[Opening Source records section]

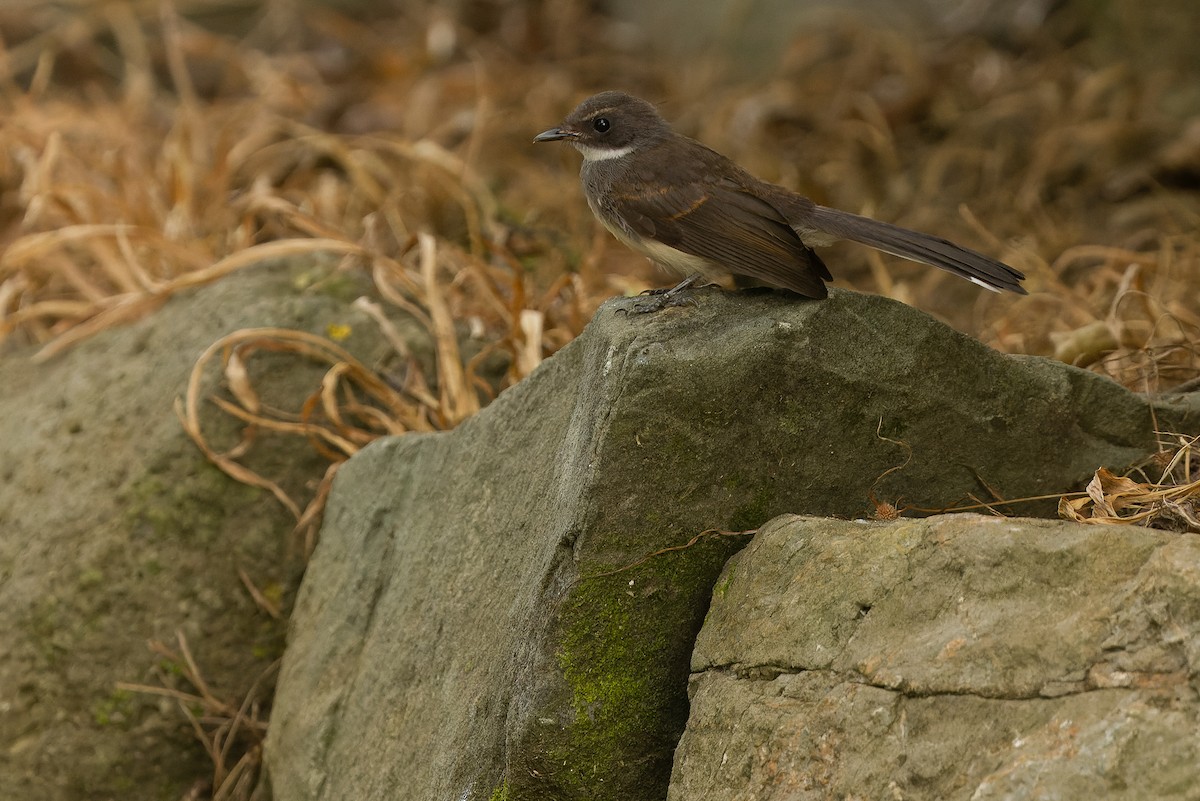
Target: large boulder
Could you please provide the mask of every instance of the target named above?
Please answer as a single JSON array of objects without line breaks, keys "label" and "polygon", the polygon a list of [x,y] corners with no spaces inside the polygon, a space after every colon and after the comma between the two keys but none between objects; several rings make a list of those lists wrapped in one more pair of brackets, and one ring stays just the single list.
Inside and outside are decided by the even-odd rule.
[{"label": "large boulder", "polygon": [[[28,347],[0,355],[0,796],[151,801],[212,775],[173,700],[117,685],[176,681],[182,666],[146,644],[177,648],[180,631],[236,707],[283,647],[239,570],[287,601],[303,553],[282,507],[208,464],[172,404],[200,353],[243,327],[349,325],[352,352],[382,356],[377,326],[347,303],[368,285],[332,264],[275,263],[46,364]],[[293,406],[323,371],[270,357],[250,369],[266,402]],[[204,420],[236,442],[221,438],[236,433],[228,418]],[[268,439],[251,458],[290,491],[324,470],[303,440]]]},{"label": "large boulder", "polygon": [[1193,799],[1200,537],[780,518],[692,667],[670,801]]},{"label": "large boulder", "polygon": [[1156,447],[1143,398],[884,298],[629,304],[457,430],[340,471],[271,722],[278,798],[661,799],[730,532],[1053,493]]}]

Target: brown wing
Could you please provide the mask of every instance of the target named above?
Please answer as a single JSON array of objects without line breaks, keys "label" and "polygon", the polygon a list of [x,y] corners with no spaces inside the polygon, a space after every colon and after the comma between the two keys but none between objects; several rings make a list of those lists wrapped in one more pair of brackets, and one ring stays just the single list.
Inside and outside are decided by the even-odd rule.
[{"label": "brown wing", "polygon": [[612,210],[639,235],[731,273],[825,297],[829,270],[783,215],[742,188],[741,169],[733,162],[689,144],[698,150],[651,160],[655,167],[628,176],[632,189],[612,198]]}]

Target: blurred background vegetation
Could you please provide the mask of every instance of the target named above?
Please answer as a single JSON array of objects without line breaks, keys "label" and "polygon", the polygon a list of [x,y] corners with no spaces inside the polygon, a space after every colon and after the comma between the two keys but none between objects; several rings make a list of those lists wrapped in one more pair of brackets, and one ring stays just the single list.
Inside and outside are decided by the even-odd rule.
[{"label": "blurred background vegetation", "polygon": [[455,319],[517,380],[600,301],[666,280],[593,221],[577,154],[530,146],[622,88],[763,178],[1008,261],[1031,294],[840,246],[839,283],[1175,386],[1200,333],[1198,17],[1178,0],[9,0],[0,348],[52,355],[280,241],[336,241],[344,269],[419,308],[404,272],[428,233]]}]

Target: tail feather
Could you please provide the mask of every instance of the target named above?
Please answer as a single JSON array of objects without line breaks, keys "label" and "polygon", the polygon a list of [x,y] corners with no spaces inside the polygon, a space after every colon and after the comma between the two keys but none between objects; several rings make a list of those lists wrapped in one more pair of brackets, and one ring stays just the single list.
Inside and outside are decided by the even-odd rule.
[{"label": "tail feather", "polygon": [[[948,270],[995,292],[1028,294],[1021,286],[1024,273],[941,237],[910,231],[847,211],[814,206],[805,221],[819,233],[868,245],[884,253]],[[803,235],[803,232],[801,232]]]}]

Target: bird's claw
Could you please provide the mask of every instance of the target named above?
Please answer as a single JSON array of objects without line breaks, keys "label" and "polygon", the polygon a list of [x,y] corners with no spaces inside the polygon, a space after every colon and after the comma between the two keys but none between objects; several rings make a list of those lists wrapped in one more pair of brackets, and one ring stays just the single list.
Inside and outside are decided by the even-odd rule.
[{"label": "bird's claw", "polygon": [[642,293],[639,298],[642,299],[635,300],[627,308],[620,311],[626,314],[653,314],[672,306],[700,305],[696,298],[692,296],[692,293],[687,291],[672,292],[668,289],[656,292],[653,295]]}]

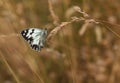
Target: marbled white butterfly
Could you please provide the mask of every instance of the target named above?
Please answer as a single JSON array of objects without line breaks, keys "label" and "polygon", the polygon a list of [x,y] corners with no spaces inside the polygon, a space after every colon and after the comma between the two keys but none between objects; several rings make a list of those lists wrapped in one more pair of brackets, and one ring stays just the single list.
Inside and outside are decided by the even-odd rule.
[{"label": "marbled white butterfly", "polygon": [[23,38],[30,44],[33,50],[40,51],[44,47],[47,37],[46,29],[28,28],[21,31]]}]

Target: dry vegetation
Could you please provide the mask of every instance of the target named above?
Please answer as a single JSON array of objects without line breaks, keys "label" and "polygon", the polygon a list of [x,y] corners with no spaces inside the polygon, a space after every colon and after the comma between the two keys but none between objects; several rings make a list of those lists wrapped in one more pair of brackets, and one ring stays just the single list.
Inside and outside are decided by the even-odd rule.
[{"label": "dry vegetation", "polygon": [[[120,0],[0,0],[0,83],[120,83]],[[33,51],[20,36],[47,28]]]}]

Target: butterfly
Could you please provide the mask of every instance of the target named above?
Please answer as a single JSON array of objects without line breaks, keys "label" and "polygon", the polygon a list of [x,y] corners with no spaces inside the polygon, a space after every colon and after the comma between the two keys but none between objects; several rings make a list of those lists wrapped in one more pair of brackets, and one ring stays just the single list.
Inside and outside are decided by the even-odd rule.
[{"label": "butterfly", "polygon": [[46,29],[28,28],[21,31],[22,37],[30,44],[35,51],[40,51],[44,47],[47,37]]}]

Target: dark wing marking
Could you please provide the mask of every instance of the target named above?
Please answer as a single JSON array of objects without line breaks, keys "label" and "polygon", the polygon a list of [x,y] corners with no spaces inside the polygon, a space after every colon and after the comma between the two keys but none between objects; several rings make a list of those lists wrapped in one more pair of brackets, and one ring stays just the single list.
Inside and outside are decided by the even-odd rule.
[{"label": "dark wing marking", "polygon": [[33,42],[33,37],[32,34],[34,33],[34,29],[25,29],[23,31],[21,31],[21,35],[23,36],[23,38],[28,41],[28,43],[32,43]]}]

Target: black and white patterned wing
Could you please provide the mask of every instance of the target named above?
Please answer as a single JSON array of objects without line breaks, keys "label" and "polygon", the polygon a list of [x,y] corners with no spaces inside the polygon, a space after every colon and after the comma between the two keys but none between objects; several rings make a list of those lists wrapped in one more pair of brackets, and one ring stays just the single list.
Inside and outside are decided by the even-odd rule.
[{"label": "black and white patterned wing", "polygon": [[21,31],[23,38],[30,44],[33,50],[39,51],[44,47],[47,37],[47,30],[38,28],[29,28]]}]

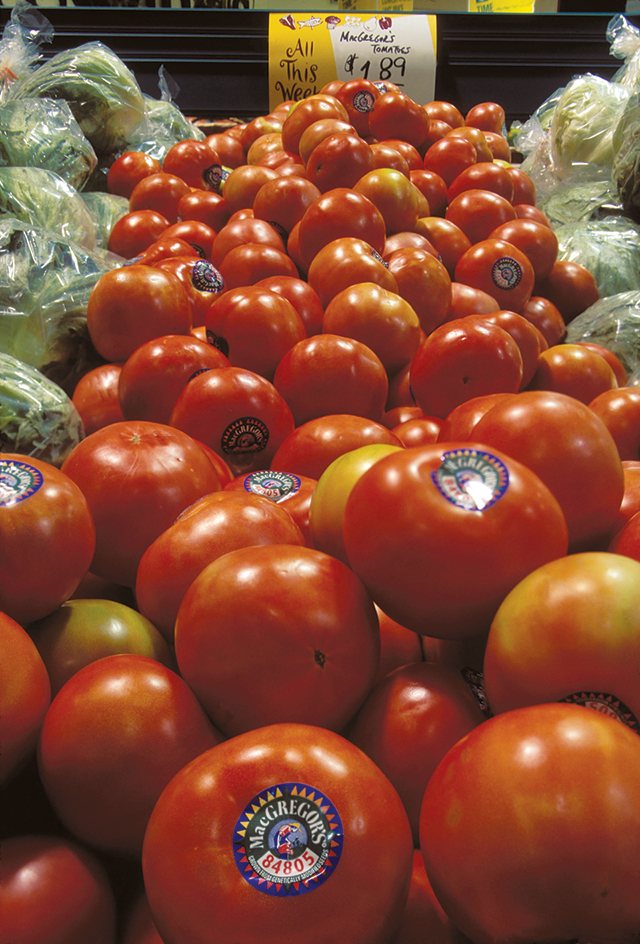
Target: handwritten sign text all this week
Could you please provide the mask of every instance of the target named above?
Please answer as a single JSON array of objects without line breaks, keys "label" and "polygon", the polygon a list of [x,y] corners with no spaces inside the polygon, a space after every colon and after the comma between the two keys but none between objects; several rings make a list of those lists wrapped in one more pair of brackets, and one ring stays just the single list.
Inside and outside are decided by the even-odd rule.
[{"label": "handwritten sign text all this week", "polygon": [[300,101],[334,79],[392,82],[420,104],[435,91],[435,17],[278,14],[269,17],[269,101]]}]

[Closing Source records section]

_Exercise prompt_
Could you print all of the entries above exactly as written, minus the pictures?

_Your solution_
Target: large boulder
Could you please provide the mask of every instance of the target named above?
Please answer as a single JSON array of objects without line breaks, keys "label" and "polygon", the polygon a list of [x,y] corners with no spaces inside the polygon, a space after every colon and after the comma between the two keys but none between objects; several rings make a list of those lists wrapped in one more pair of brackets, and one ring stays just the single list.
Inside and outside are decided by the even-odd rule.
[{"label": "large boulder", "polygon": [[[28,347],[0,355],[0,796],[151,801],[212,775],[173,700],[117,685],[176,681],[182,666],[146,644],[177,648],[180,631],[236,707],[283,647],[239,570],[287,601],[303,553],[282,507],[208,464],[172,404],[200,353],[243,327],[349,325],[352,352],[382,356],[377,326],[347,303],[368,285],[332,264],[275,263],[46,364]],[[293,406],[323,371],[270,357],[250,369],[266,402]],[[204,420],[236,442],[221,438],[236,433],[228,418]],[[268,439],[251,458],[290,491],[324,470],[303,440]]]},{"label": "large boulder", "polygon": [[1193,799],[1200,537],[780,518],[692,667],[670,801]]},{"label": "large boulder", "polygon": [[1156,447],[1143,398],[884,298],[629,304],[457,430],[340,471],[271,722],[278,798],[661,799],[730,532],[1053,493]]}]

Target: brown wing
Could you please provide the mask of every instance of the target named above?
Please answer as a single JSON array of objects without line breaks, keys "label" and "polygon", the polygon a list of [x,y] corners with no spaces inside the polygon, a space after every colon and after the comma between the two keys but none between objects; several rings make a list of those lists wrapped in one more pair of brackets, and one ring stays just the single list.
Inside and outside are decided by the even-odd rule.
[{"label": "brown wing", "polygon": [[612,210],[639,235],[731,273],[825,297],[829,270],[783,215],[742,188],[741,169],[733,162],[689,144],[698,150],[651,160],[655,167],[628,176],[632,189],[612,198]]}]

Target: blurred background vegetation
Could you please provide the mask of every instance of the target named above?
Please answer as a single JSON array of objects without line breaks, keys "label" and "polygon", the polygon a list of [x,y] corners with no spaces inside the polygon, a space after every colon and after the comma between the two keys but none between objects; several rings make a list of those lists wrapped in one more pair of brackets, and one ring stays just the single list.
Inside and outside are decided by the even-odd rule.
[{"label": "blurred background vegetation", "polygon": [[455,319],[517,380],[600,301],[666,280],[593,221],[577,154],[530,146],[622,88],[763,178],[1008,261],[1031,294],[840,246],[839,283],[1175,386],[1200,333],[1198,17],[1178,0],[9,0],[0,348],[52,355],[280,241],[336,241],[344,269],[419,308],[404,272],[428,233]]}]

Target: tail feather
Could you please provide the mask of every instance of the target named above?
Please answer as a single JSON array of objects without line breaks, keys "label" and "polygon", the polygon a list of [x,y] corners with no spaces inside the polygon, a space after every colon and after the comma between the two keys but none between objects; several rings make a list of those lists wrapped in one more pair of brackets, and one ring stays just the single list.
Inside and outside are decided by the even-odd rule.
[{"label": "tail feather", "polygon": [[[948,270],[995,292],[1028,294],[1021,286],[1024,273],[941,237],[910,231],[847,211],[814,206],[805,221],[819,233],[868,245],[884,253]],[[803,235],[803,232],[801,232]]]}]

Target: bird's claw
Could you please provide the mask of every instance of the target named above?
Please answer as a single JSON array of objects without line breaks, keys "label" and "polygon", the polygon a list of [x,y] corners with no spaces inside the polygon, a space after every colon and after the comma between the two keys but none between objects; several rings make a list of those lists wrapped in one more pair of brackets, and one ring stays just the single list.
Inside and outside are decided by the even-odd rule.
[{"label": "bird's claw", "polygon": [[642,293],[639,298],[642,299],[635,300],[627,308],[620,311],[626,314],[653,314],[672,306],[700,305],[696,298],[692,296],[692,293],[687,291],[672,292],[668,289],[656,292],[653,295]]}]

Target: marbled white butterfly
Could you please provide the mask of every instance of the target named above?
Please answer as a single JSON array of objects without line breaks, keys "label" and "polygon", the polygon a list of [x,y] corners with no spaces inside the polygon, a space after every colon and after the comma between the two keys but none between objects; several rings make a list of those lists wrapped in one more pair of brackets, and one ring stays just the single list.
Inside and outside are decided by the even-odd rule.
[{"label": "marbled white butterfly", "polygon": [[23,38],[30,44],[33,50],[40,51],[44,47],[47,37],[46,29],[28,28],[21,31]]}]

Target: dry vegetation
Could you please provide the mask of every instance of the target named above?
Please answer as a single JSON array of objects without line breaks, keys "label" and "polygon", the polygon a list of [x,y] corners with no spaces inside the polygon, a space after every colon and after the comma between the two keys but none between objects; several rings make a list of those lists wrapped in one more pair of brackets, and one ring stays just the single list.
Inside and outside are decided by the even-odd rule.
[{"label": "dry vegetation", "polygon": [[[120,0],[0,0],[0,83],[120,83]],[[33,51],[20,36],[47,28]]]}]

Target: butterfly
Could you please provide the mask of every instance of the target named above?
Please answer as a single JSON array of objects without line breaks, keys "label" and "polygon", the polygon a list of [x,y] corners with no spaces inside the polygon, a space after every colon and after the comma between the two keys but none between objects; several rings make a list of those lists wrapped in one more pair of brackets, and one ring stays just the single list.
Inside and outside are decided by the even-odd rule.
[{"label": "butterfly", "polygon": [[46,29],[28,28],[21,31],[22,37],[30,44],[35,51],[40,51],[44,47],[47,37]]}]

Target: dark wing marking
Could you please provide the mask of every instance of the target named above?
Please answer as a single JSON array of objects without line breaks, keys "label" and "polygon", the polygon a list of [x,y] corners with no spaces inside the polygon, a space after every colon and after the comma between the two keys but none between objects; several rings make a list of those lists wrapped in one more pair of brackets, and one ring stays just the single list.
Inside and outside are decided by the even-odd rule.
[{"label": "dark wing marking", "polygon": [[33,42],[33,37],[32,34],[34,33],[34,29],[25,29],[23,31],[21,31],[21,35],[23,36],[23,38],[28,41],[28,43],[32,43]]}]

Target: black and white patterned wing
Could you please provide the mask of every instance of the target named above?
Please answer as a single JSON array of objects without line breaks, keys "label" and "polygon", the polygon a list of [x,y] corners with no spaces inside the polygon, a space after every colon and after the comma between the two keys but none between objects; several rings make a list of those lists wrapped in one more pair of brackets, and one ring stays just the single list.
Inside and outside are decided by the even-odd rule.
[{"label": "black and white patterned wing", "polygon": [[21,31],[23,38],[30,44],[33,50],[39,51],[44,47],[47,37],[47,30],[38,28],[29,28]]}]

Target: handwritten sign text all this week
Could you please provide the mask of every instance of the target named above?
Please answer as a single JSON array of objects without line breaks, keys "label" and "polygon", the polygon a list of [x,y] corners with no spaces inside the polygon, a space after every colon and after the comma between the two keys but none between objects; several rings make a list of those lists wrapped in one more pair of brackets, and one ring stays just the single list.
Inside and outside are decided by the even-odd rule.
[{"label": "handwritten sign text all this week", "polygon": [[300,101],[334,79],[392,82],[420,104],[435,91],[435,17],[278,14],[269,17],[269,101]]}]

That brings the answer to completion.